__Task prompt__.
Pull out every line in the entries below that contains the word "water", and copy each one. Case counts.

-------- Listed entries --------

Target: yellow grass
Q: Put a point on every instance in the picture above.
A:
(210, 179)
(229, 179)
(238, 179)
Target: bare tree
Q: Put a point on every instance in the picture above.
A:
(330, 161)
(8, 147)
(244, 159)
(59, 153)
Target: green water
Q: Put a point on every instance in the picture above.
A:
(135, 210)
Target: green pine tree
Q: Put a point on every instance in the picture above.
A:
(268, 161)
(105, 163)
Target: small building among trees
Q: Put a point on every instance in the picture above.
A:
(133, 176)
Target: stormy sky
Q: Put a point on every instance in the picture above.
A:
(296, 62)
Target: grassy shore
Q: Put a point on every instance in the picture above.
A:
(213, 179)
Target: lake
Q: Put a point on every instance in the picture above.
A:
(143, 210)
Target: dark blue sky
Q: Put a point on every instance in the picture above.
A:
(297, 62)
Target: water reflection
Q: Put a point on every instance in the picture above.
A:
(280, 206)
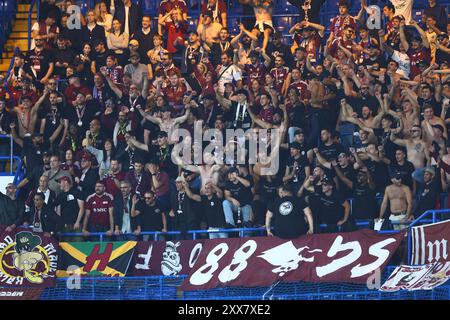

--------

__Solution for this exercise__.
Target: green water
Target: water reflection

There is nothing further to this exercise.